(PROBLEM STATEMENT):
Each record below must be retyped exactly, with nothing left out.

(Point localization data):
◆ ◆ ◆ ◆

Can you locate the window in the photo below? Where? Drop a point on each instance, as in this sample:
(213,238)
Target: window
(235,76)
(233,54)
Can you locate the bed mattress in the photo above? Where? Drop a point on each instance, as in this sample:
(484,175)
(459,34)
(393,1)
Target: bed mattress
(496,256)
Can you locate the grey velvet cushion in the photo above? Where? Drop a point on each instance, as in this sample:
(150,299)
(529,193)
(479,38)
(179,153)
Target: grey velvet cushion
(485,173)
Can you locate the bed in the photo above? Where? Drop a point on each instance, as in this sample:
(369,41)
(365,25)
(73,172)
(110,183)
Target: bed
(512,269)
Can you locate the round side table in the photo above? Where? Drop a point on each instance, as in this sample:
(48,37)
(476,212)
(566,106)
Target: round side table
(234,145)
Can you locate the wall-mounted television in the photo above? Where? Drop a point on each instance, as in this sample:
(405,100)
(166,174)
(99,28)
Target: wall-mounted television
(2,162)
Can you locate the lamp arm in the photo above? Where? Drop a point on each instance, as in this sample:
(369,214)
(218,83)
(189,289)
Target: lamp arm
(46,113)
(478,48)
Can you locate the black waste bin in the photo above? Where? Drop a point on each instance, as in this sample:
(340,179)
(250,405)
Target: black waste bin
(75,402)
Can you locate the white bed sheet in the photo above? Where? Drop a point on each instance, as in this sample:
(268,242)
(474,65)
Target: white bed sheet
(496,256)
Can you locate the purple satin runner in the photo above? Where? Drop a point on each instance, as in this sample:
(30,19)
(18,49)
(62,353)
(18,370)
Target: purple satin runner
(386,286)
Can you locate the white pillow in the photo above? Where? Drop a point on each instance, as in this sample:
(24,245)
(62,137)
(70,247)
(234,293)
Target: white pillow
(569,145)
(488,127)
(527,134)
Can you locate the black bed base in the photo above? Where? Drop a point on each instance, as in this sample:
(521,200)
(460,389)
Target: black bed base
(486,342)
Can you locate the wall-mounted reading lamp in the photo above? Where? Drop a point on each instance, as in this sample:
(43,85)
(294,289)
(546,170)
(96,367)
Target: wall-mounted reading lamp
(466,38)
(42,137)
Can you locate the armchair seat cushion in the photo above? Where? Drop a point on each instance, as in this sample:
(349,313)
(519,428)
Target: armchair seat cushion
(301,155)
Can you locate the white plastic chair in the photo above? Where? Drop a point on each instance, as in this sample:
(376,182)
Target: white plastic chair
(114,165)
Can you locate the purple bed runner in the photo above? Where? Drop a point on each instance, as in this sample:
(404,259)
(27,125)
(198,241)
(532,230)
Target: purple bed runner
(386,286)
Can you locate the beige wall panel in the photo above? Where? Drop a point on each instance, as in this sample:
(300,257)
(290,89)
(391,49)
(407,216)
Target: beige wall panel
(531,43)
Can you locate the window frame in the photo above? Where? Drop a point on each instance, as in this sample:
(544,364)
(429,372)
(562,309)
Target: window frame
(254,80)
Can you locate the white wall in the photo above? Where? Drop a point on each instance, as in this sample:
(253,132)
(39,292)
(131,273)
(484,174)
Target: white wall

◆ ◆ ◆ ◆

(ANSWER SPACE):
Can you locate the window in the photo below? Where? Drop a point on each instance, as in this sample:
(213,238)
Target: window
(235,76)
(233,54)
Can you locate the bed mattress in the photo above? Where? Drop a point on each instance, as in this sample:
(484,175)
(459,34)
(393,1)
Target: bed mattress
(496,256)
Can you locate the grey velvet cushion in the photo above? Where? Drop a point on each instance, as in this sample:
(150,299)
(529,193)
(479,38)
(179,153)
Target: grey velvet cushion
(485,173)
Can you locate the bed in the photo above? Where? Drop a point on each instance, as in this sample:
(369,41)
(365,25)
(73,172)
(110,183)
Target: bed
(512,269)
Can you locate the round side table in the photo above? Where? Drop a point on each instance, as in this sample:
(48,37)
(476,212)
(566,106)
Target: round side table
(234,145)
Can you locate the wall-mounted television in the photo above? Where? Drop a point on each instance, as in this sample:
(405,100)
(166,174)
(99,28)
Target: wall-mounted television
(2,162)
Can you locate the lamp arm in the photo above? Where? Drop a point on each instance, as in this sample:
(369,214)
(218,83)
(189,289)
Target: lamp arm
(46,113)
(478,48)
Can you locate the black waste bin in the photo above? Where? Drop a point on each instance, as in this sample:
(340,179)
(250,405)
Target: black waste bin
(75,402)
Can you locate the white bed sheet in the photo above? Where? Drop a point on each instance, as in this sample:
(268,242)
(474,65)
Target: white bed sheet
(496,256)
Can you locate the purple satin runner in the photo above? Where? Drop a point on each instance, as in this sample:
(30,19)
(18,49)
(62,353)
(18,370)
Target: purple satin runner
(386,286)
Can you locate the white pillow in the photo above? Where? Drop a point on each instance, as in this sample:
(24,245)
(62,137)
(70,247)
(234,293)
Target: white pillow
(569,145)
(488,127)
(527,134)
Can you locate the black bed base in the photo above? Where? Drop a point on each instance, as in this sample:
(521,200)
(460,389)
Target: black bed base
(486,342)
Can you locate the wall-mounted reading lamp in the photo above? Where? Drop a point on each instance, as in this sample:
(43,85)
(294,289)
(546,170)
(96,367)
Target: wall-mounted reading lamp
(466,38)
(42,137)
Can you locate the armchair seat cushion in the photo above? Where? Drop a point on each instance, as in this sample:
(349,313)
(519,428)
Target: armchair seat cushion
(301,155)
Can you locate the white plastic chair in the photo above? Where? Drop a point on each instance, as in this sample:
(376,182)
Target: white plastic chair
(114,165)
Can you locate the purple bed runner in the photo above? Where? Drop a point on each instance, as in this sample:
(404,259)
(27,125)
(198,241)
(532,230)
Target: purple bed runner
(386,286)
Can you locate the beige wall panel in the photo above? Where? Drop a point on each instance, as in this sample:
(300,257)
(290,89)
(391,49)
(407,216)
Target: beige wall panel
(531,43)
Can you locate the window frame in the photo above? Where? Drop a point on each instance, as in this sample:
(544,364)
(429,372)
(562,309)
Target: window frame
(254,80)
Can you locate the white wall in the photo above? Where? Drop a point on each instance, as in this sample:
(253,132)
(39,292)
(131,273)
(484,174)
Target: white wall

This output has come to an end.